◆ WHAT IS ASKED: Only the lines from the line containing "the green pitch." to the end of the entries should be repeated, exactly as they appear.

——————————

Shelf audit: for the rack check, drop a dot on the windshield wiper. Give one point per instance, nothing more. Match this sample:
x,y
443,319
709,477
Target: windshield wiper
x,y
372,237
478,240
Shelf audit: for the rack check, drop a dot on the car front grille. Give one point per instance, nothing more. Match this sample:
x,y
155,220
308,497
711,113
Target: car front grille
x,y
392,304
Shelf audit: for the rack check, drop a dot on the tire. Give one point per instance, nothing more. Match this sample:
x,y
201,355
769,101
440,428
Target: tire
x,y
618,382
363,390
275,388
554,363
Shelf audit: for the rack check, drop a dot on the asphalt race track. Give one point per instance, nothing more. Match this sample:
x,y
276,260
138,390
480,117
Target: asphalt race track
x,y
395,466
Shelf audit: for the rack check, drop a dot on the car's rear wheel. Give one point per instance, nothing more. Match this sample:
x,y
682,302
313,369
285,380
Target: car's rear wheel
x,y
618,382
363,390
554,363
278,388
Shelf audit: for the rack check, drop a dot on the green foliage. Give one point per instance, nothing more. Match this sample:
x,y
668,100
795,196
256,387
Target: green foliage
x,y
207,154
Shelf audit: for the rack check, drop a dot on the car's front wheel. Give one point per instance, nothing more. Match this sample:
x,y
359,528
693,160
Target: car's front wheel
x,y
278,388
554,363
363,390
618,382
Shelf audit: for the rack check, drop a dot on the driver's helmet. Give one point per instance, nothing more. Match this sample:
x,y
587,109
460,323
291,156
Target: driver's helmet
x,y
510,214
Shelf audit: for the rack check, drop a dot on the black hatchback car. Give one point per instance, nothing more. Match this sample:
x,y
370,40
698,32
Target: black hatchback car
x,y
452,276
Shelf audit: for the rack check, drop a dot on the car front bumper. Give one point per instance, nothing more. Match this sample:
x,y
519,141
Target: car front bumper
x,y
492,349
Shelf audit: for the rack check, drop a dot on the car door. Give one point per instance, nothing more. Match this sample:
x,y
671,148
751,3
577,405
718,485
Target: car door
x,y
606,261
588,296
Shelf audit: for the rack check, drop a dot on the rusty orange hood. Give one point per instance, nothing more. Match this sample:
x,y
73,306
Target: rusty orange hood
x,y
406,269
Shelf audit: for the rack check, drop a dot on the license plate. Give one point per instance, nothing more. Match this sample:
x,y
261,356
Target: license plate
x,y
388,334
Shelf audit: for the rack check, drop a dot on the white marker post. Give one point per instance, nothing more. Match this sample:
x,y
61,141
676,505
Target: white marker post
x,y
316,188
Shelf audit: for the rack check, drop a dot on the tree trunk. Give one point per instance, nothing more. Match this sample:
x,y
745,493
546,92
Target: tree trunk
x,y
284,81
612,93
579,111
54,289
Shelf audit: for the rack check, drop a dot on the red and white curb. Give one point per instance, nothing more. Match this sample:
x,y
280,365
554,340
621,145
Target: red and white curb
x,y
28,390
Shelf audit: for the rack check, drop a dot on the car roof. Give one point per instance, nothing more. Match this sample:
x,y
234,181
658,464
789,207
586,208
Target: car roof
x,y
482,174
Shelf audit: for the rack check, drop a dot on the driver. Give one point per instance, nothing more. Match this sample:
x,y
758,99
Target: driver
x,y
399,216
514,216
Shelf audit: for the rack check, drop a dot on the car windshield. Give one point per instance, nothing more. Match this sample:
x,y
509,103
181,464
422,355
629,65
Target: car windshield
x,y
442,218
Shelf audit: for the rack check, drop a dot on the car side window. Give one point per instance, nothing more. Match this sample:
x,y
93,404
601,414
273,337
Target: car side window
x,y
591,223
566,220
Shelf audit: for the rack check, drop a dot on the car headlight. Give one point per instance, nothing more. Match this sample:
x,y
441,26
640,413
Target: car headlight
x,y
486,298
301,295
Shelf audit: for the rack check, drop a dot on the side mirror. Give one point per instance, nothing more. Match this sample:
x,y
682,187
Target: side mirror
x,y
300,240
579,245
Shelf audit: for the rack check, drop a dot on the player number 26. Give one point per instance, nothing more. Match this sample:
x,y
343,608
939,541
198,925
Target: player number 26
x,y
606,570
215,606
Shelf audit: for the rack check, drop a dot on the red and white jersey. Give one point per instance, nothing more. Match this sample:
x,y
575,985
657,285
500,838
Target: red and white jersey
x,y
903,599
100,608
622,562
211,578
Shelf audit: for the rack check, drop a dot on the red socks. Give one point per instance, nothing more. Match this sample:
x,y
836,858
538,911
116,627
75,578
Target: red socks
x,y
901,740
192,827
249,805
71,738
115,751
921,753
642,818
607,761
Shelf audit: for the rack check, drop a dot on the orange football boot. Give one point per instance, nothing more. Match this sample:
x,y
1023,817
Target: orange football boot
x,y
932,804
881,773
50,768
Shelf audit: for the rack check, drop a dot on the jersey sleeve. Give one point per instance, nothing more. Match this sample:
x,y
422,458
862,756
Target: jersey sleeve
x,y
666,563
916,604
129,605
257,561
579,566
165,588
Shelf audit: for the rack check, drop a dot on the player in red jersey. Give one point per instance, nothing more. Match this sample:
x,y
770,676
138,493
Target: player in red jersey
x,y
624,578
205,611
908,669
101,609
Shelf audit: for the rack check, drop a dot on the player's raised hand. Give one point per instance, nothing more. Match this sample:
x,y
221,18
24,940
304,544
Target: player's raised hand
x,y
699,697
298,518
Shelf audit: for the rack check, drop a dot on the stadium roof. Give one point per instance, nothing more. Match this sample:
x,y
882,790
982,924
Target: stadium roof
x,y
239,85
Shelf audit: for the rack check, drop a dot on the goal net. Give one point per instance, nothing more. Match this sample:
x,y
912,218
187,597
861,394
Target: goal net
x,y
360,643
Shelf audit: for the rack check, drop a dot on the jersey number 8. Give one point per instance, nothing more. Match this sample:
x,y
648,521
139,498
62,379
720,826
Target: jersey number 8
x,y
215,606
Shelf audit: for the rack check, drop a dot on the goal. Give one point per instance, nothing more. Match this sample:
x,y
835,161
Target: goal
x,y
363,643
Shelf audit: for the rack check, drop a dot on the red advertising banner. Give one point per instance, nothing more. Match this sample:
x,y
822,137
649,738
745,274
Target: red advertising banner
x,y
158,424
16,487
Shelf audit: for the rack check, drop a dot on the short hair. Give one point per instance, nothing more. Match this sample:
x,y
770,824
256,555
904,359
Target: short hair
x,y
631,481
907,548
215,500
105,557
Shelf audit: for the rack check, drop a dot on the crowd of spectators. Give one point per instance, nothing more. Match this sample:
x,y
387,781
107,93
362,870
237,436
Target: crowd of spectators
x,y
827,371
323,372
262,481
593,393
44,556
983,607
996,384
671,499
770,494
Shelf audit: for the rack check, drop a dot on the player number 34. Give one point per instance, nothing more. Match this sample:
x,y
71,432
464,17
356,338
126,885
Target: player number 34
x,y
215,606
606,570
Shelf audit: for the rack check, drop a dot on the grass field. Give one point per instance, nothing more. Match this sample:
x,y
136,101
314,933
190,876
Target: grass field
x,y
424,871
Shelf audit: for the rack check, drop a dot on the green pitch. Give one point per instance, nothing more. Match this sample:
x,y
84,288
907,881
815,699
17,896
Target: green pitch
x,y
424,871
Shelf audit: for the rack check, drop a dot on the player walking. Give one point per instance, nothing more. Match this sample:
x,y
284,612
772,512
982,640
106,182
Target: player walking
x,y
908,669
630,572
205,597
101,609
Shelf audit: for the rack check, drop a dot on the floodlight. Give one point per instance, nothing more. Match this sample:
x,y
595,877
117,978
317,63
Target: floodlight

——————————

◆ SOLUTION TO THE EXERCISE:
Shelf audit: for the rack check, drop a dot on the green pitch. Give one point per instance, nothing more. Match this sample:
x,y
84,288
907,881
815,699
17,896
Target: green pitch
x,y
424,871
Shelf audit: for the rack check, drop a dot on the player walking. Give one point per instance, nothing more. Match this sample:
x,y
284,612
772,512
982,640
106,182
Target: player walking
x,y
908,669
630,572
205,597
101,609
Shelf audit: for the rack check, drop a dot on the floodlight. Give one point per instance, nothing more. Match this sample:
x,y
595,877
117,978
317,63
Target: floodlight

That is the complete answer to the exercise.